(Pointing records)
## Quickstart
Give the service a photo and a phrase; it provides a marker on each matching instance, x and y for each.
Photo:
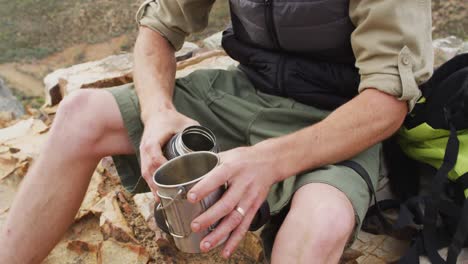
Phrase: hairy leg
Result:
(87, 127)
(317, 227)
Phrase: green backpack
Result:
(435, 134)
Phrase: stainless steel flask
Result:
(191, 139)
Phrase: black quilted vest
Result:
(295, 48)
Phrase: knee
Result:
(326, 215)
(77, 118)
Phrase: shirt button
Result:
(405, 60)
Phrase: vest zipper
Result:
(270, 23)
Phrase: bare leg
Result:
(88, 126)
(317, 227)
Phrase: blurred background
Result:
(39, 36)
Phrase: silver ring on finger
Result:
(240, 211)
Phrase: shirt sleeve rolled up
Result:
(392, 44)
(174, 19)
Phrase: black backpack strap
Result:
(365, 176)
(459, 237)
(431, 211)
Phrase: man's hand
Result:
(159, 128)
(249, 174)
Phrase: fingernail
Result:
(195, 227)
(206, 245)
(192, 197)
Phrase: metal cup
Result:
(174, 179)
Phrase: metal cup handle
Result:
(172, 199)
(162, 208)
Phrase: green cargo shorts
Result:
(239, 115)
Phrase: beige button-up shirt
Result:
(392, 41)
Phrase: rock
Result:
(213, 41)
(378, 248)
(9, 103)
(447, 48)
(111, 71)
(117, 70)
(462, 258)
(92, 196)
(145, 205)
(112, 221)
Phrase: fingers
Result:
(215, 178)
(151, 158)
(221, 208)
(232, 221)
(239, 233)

* * *

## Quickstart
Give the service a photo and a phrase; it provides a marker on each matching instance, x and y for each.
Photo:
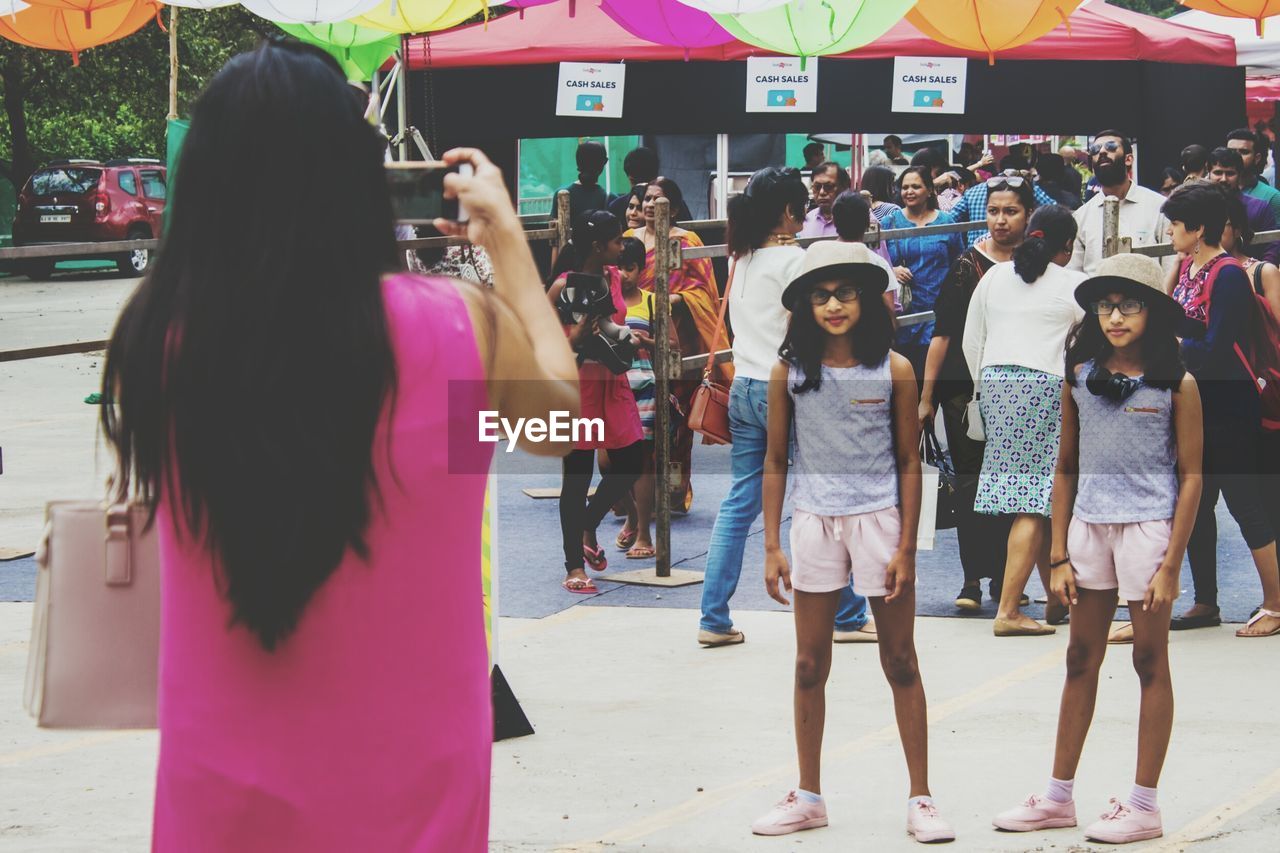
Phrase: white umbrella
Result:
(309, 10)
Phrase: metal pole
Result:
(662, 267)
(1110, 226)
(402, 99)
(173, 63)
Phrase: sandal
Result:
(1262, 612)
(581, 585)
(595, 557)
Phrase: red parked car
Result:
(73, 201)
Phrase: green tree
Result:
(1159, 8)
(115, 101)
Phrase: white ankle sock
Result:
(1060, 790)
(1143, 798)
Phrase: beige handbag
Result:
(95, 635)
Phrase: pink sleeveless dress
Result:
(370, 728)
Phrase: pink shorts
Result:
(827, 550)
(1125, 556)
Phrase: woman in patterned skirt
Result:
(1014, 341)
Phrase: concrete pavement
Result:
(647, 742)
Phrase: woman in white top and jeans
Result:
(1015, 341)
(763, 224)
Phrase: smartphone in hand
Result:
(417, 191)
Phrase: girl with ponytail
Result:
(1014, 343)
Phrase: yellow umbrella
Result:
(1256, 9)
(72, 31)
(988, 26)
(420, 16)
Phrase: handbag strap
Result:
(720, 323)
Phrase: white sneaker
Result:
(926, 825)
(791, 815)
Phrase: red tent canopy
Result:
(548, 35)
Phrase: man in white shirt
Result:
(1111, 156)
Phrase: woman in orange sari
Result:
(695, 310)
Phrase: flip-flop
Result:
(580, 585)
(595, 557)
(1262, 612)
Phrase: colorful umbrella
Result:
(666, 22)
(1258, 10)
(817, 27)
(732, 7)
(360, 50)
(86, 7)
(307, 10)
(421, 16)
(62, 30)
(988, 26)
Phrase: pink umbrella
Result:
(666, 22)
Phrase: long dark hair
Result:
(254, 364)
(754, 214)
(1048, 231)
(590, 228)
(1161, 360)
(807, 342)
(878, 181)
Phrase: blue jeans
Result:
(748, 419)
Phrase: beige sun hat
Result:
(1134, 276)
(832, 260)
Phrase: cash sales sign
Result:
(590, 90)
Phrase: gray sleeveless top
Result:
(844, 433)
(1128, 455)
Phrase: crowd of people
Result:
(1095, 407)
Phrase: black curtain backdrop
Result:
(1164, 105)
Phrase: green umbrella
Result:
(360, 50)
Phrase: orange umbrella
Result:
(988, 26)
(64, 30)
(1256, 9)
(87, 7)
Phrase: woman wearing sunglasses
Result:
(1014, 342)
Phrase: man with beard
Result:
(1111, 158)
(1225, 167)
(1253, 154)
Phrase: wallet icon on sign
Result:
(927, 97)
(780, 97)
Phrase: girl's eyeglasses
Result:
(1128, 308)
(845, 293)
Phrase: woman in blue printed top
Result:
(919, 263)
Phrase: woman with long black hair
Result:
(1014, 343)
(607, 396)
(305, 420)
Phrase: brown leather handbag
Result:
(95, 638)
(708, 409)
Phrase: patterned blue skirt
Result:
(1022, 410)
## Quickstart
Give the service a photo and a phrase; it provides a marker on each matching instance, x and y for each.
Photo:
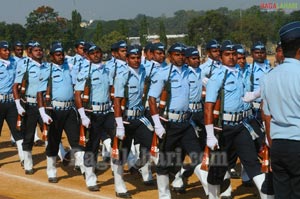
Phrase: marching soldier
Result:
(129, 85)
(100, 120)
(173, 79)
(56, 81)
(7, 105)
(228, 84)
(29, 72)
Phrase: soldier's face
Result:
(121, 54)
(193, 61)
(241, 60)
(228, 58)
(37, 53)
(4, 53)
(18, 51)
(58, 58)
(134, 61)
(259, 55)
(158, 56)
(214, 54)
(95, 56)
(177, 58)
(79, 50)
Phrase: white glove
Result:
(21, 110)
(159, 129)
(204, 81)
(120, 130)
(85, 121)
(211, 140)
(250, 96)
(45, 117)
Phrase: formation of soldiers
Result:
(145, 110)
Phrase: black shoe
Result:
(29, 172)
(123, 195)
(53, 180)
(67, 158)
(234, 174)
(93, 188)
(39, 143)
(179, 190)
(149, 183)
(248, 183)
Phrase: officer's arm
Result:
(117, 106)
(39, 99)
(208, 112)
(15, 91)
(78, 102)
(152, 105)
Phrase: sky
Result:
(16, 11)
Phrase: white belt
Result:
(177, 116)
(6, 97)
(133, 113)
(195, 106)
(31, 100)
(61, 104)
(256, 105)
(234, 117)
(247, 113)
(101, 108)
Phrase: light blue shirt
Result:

==

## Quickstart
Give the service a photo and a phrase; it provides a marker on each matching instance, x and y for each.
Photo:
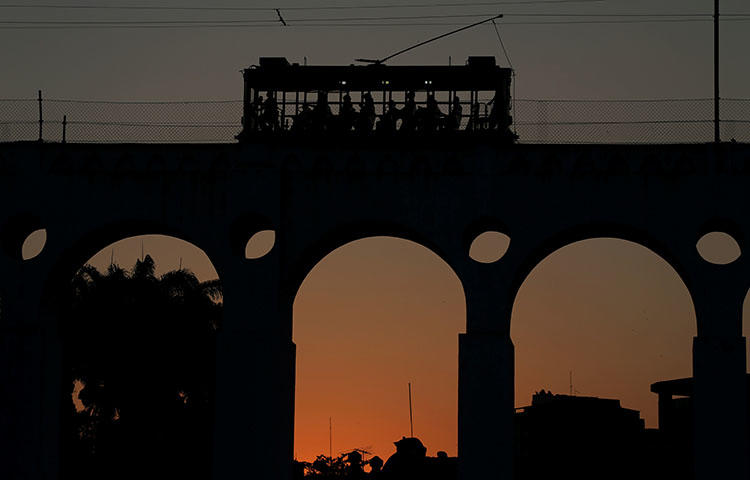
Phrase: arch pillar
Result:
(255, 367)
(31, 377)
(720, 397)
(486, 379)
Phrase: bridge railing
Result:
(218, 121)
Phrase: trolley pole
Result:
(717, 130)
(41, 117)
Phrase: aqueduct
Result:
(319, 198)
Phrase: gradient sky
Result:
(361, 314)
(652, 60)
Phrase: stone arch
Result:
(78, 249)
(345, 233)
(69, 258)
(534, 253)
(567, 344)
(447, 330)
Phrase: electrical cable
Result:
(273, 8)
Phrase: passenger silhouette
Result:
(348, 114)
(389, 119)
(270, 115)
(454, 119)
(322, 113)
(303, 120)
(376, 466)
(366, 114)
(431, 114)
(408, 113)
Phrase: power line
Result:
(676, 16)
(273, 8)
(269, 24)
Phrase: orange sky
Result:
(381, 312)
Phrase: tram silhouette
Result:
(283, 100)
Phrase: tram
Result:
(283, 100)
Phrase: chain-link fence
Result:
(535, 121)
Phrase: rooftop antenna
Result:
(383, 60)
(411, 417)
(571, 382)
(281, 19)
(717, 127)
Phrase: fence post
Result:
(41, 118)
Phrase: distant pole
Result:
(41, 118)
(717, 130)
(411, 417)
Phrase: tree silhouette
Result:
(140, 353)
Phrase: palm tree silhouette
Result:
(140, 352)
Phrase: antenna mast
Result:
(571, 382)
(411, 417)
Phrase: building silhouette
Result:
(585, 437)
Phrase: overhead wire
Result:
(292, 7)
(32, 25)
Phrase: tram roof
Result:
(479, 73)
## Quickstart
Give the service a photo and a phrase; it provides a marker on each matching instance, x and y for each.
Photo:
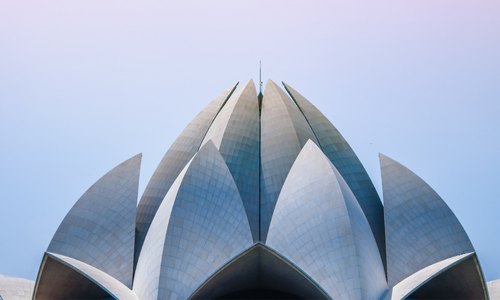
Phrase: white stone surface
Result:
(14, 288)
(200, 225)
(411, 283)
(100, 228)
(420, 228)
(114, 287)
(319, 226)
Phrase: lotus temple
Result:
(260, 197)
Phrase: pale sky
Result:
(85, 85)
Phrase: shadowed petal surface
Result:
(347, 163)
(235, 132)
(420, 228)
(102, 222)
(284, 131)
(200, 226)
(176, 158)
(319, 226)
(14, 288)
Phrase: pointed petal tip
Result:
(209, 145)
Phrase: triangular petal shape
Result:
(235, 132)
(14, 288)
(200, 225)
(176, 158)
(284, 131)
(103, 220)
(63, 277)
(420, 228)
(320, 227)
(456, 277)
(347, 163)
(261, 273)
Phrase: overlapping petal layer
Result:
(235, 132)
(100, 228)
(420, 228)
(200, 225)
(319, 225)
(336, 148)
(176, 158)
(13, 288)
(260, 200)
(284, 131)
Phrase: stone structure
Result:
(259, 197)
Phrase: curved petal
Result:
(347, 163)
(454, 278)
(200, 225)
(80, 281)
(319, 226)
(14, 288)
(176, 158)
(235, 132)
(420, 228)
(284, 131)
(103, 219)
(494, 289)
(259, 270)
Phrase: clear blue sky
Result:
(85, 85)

• **Task brief**: State how many lines of the material above contain the string "long", treating uppercase and lowercase as different. Give only the number.

• **Answer for the task**: 2